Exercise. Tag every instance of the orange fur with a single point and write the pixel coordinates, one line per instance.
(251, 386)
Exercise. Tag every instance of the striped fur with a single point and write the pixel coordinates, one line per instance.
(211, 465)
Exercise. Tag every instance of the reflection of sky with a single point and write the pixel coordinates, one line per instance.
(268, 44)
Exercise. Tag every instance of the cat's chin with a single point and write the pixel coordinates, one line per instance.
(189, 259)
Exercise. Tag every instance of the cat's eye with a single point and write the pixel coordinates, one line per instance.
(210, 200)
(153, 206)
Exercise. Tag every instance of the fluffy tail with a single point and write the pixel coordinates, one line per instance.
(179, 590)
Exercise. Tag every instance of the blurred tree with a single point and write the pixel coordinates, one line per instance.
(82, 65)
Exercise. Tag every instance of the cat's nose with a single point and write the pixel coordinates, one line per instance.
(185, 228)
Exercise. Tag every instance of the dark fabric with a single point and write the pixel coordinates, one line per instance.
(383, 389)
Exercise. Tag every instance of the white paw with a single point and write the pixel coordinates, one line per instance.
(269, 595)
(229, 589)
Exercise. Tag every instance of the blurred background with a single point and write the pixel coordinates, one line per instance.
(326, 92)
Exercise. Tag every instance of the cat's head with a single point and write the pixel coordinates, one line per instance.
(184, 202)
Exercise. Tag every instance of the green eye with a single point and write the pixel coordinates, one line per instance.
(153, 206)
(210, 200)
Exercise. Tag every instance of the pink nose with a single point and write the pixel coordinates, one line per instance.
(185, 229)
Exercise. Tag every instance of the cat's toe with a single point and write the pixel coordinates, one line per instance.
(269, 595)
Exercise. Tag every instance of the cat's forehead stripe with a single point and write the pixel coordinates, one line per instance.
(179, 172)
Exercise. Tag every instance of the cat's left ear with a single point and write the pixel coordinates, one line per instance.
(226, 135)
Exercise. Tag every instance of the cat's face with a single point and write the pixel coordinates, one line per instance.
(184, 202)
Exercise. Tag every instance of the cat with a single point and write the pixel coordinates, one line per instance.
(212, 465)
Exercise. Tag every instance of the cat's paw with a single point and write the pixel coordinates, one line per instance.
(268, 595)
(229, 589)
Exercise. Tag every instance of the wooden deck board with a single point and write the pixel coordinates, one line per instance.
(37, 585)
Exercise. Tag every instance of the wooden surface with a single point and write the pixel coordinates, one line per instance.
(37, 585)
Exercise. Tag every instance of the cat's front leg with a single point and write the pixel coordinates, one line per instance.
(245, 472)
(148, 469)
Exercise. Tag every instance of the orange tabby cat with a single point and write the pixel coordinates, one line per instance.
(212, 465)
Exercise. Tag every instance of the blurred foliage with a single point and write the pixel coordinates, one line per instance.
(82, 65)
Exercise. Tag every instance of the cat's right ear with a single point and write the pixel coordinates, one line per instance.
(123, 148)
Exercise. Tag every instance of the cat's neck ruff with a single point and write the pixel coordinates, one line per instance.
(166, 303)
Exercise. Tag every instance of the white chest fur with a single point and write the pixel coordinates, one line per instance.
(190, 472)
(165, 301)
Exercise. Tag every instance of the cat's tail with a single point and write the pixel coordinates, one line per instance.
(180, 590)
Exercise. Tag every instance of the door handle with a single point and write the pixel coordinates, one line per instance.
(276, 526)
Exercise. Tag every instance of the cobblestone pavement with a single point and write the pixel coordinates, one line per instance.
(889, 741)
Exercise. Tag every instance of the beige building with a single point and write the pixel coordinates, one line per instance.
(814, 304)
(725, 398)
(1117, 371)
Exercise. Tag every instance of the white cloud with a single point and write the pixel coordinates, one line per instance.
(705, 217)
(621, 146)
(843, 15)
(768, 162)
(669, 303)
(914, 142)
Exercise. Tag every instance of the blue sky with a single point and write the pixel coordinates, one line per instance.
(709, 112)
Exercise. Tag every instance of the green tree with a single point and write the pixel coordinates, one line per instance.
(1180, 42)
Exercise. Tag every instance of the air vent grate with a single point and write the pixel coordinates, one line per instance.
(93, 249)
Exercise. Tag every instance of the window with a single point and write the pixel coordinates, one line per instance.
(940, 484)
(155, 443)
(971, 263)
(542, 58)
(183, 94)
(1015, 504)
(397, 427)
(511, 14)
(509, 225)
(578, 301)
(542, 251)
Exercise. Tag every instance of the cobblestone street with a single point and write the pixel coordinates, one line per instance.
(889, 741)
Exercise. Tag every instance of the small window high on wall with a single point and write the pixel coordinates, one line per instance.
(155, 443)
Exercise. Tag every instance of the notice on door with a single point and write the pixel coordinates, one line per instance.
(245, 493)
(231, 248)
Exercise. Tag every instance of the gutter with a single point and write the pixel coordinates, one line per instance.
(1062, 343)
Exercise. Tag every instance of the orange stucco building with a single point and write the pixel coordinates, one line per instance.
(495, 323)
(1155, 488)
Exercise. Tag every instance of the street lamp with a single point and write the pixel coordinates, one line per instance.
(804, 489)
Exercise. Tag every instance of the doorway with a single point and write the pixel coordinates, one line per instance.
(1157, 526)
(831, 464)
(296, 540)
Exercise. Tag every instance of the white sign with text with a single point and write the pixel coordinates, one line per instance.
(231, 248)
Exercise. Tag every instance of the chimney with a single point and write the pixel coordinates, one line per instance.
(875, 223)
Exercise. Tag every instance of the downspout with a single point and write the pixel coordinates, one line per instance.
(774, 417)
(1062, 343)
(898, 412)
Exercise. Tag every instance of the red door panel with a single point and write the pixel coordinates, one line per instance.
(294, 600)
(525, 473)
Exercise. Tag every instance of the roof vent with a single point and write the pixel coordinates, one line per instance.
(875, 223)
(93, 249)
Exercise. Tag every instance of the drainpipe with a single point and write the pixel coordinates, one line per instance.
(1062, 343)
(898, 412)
__________
▸ Aim
Reproduce all of the entries above word for word, line by line.

▸ Exercise result
Exercise. Tag every instance of the orange fur with a single point and write the pixel coordinates, one line per instance.
(251, 386)
Exercise. Tag every instance of the striped fur with a single point and write the pixel coordinates, one line per instance.
(211, 465)
Exercise. Tag every instance of the reflection of sky with a single point and write the pixel coordinates, one line per instance.
(268, 44)
Exercise. Tag every instance of the cat's chin with a single point and write the pixel coordinates, one line per instance.
(189, 259)
Exercise. Tag every instance of the cat's eye with a single point and write the pixel coordinates, one line per instance.
(210, 200)
(153, 206)
Exercise. Tag every instance of the fluffy tail with a single point and write the pixel coordinates, one line per instance.
(179, 590)
Exercise. Tag every instance of the blurred tree with a single point and write the pixel coordinates, one line per instance.
(82, 65)
Exercise. Tag every instance of the cat's nose with a single point and write the pixel coordinates, one line per instance.
(185, 228)
Exercise. Tag every instance of the dark fabric with a single point and write the pixel coordinates, one line per instance.
(383, 389)
Exercise. Tag every instance of the white paw with a single point and write the pixel coordinates, one line per instance.
(269, 595)
(229, 589)
Exercise. Tag every instance of the blurred background with a single point and write the pixel coordinates, one line per instance.
(326, 92)
Exercise. Tag every instance of the cat's head with a single point and write the pixel coordinates, one line per instance.
(184, 202)
Exercise. Tag every instance of the green eye with a single point and write the pixel coordinates, one line per instance.
(153, 206)
(210, 200)
Exercise. Tag every instance of the pink nose with a single point and write the pixel coordinates, one line per instance.
(185, 229)
Exercise. Tag every instance of the cat's toe with a single point and write the pixel coordinates, one line per instance.
(269, 595)
Exercise. Tag every instance of the cat's forehead stripe with a single point and write the pixel coordinates, one line per instance.
(179, 172)
Exercise. Tag every instance of the cat's left ear with a single point and write the pixel coordinates, one line per instance.
(226, 135)
Exercise. Tag every instance of the cat's face with a single point and write the pixel coordinates, one line per instance.
(184, 202)
Exercise. Tag every instance of the cat with a single point and write the pixel coordinates, one line per instance.
(212, 465)
Exercise. Tag every instance of the cat's paw with a single point and write the pixel coordinates, one line per instance.
(268, 595)
(229, 589)
Exercise. Tag every instance of the wooden deck board with a single point and write the pixel coordinates, one line per instance.
(37, 585)
Exercise. Tag every instance of the wooden surface with a single point and write the pixel coordinates, one line per instance.
(37, 585)
Exercise. Tag every instance of the cat's front leg with a single point and write the pixel coordinates, one line per instance.
(245, 472)
(148, 469)
Exercise. Tag every instance of the orange tabby cat with a single point and write the pixel coordinates, one line per instance.
(212, 465)
Exercise. Tag every instance of the blurred foliage with a single point and write the pixel coordinates, one line per instance.
(82, 65)
Exercise. Tag every instance of the cat's right ear with a single point and write the pixel coordinates, one line per instance.
(123, 148)
Exercise. Tag every instance of the cat's neck ruff with a single point and write the pixel coordinates, one line per instance.
(166, 303)
Exercise. Tag every instance of the white chest fur with a single point and write the pixel coordinates, one line per instance.
(190, 472)
(165, 301)
Exercise. Tag every instance of the cat's tail with a single point and write the pixel coordinates, one line per instance.
(180, 590)
Exercise. Tag every instance of the door handle with a single point and write the pixel coordinates, one line per instance.
(276, 526)
Exercise. Tag every instance of the cobblestone pavement with a single point and write the pixel coordinates, one line per instance.
(889, 741)
Exercise. Tag every instance of the beige building with a single point and write the pixel coordinates, one line per instance.
(814, 304)
(725, 398)
(1117, 371)
Exercise. Tag every instance of the white cloud with a single point and write the pixel coordinates, one line per instance.
(705, 217)
(621, 146)
(843, 15)
(768, 162)
(669, 303)
(914, 142)
Exercise. Tag every instance of the blue sky with a single point and write the pixel coordinates, one line per instance.
(709, 112)
Exercise. Tag every instance of the green tree with a single point and write the pixel coordinates, one line per instance.
(1180, 42)
Exercise. Tag every instance of the air vent grate with a single point and write the pixel coordinates, one line per instance.
(93, 249)
Exercise. Tag every instance of the window with a single point and write the pixel coordinates, one line per instance.
(940, 484)
(155, 443)
(971, 263)
(542, 58)
(183, 94)
(1015, 504)
(397, 427)
(511, 14)
(509, 225)
(578, 301)
(542, 251)
Exercise. Tag every instance of the cobblestone street with a single point and write the pixel coordinates, one line per instance.
(889, 741)
Exercise. Tag every instance of the small window high on wall with a single point and write the pixel coordinates, one line per instance.
(155, 443)
Exercise. Tag every instance of the notice on door with a single point and write the pixel coordinates, one line per instance.
(245, 493)
(231, 248)
Exercise. Tag every instance of the gutter with a single point and write the pixel coordinates, one line per instance.
(1062, 343)
Exercise. Tag every instance of the orange stucco building with a single point and write the pixel coordinates, one line per instance.
(495, 323)
(1155, 488)
Exercise. Tag every instance of the street lamp with a single point and write the pixel coordinates, one line per instance.
(804, 489)
Exercise. Tag every instance of the doorway with a single point and write the pixel coordinates, one line per instance.
(1157, 526)
(831, 464)
(296, 540)
Exercise. Tag every instance of the white sign with text with a single point and write the pixel coordinates, one line per instance.
(231, 248)
Exercise. Tag every instance of the chimney with a single point and write the pixel coordinates, one line per instance.
(875, 223)
Exercise. Tag every instance of the downspout with a single point and write the pixel coordinates, one line per instance.
(774, 417)
(1062, 343)
(898, 412)
Exercise. Tag every instance of the red door panel with a single point and write the pixel coordinates, one line per instance.
(294, 600)
(525, 473)
Exercise. Tag every instance of the roof vent with a single point and write the pixel coordinates, one line per instance.
(875, 223)
(93, 249)
Exercise. Tag every instance of the drainpipe with a single point and write the pixel coordinates, one line per instance.
(1062, 343)
(898, 412)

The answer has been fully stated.